Please give the number of lines that hold the string "turban" in the listing, without any other words.
►
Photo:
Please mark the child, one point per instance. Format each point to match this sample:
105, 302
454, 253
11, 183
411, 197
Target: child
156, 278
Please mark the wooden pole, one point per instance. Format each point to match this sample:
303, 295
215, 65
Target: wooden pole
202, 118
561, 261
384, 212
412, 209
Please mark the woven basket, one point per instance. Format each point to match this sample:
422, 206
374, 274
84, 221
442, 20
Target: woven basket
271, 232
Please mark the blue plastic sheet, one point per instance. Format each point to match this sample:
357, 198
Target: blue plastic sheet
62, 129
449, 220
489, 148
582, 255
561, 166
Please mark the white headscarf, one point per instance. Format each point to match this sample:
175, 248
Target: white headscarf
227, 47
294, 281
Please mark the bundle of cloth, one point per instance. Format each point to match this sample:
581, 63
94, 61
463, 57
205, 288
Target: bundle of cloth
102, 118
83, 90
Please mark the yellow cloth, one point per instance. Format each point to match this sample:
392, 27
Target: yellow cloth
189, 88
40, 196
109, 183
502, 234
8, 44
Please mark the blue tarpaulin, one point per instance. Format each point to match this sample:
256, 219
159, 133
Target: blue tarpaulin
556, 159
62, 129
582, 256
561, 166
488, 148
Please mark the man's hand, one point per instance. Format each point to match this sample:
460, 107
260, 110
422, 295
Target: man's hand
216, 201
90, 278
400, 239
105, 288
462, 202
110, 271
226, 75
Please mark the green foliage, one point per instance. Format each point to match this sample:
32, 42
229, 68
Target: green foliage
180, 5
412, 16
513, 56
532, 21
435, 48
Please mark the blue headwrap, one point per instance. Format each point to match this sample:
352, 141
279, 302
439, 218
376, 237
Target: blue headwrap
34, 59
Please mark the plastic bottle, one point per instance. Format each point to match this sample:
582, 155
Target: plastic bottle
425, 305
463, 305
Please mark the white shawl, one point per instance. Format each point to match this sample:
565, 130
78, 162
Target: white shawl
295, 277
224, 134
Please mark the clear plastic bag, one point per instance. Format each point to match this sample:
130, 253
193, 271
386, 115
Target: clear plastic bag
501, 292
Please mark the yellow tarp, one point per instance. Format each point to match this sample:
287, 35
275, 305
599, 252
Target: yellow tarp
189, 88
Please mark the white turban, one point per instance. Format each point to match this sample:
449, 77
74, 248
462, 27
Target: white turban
◄
Written reply >>
2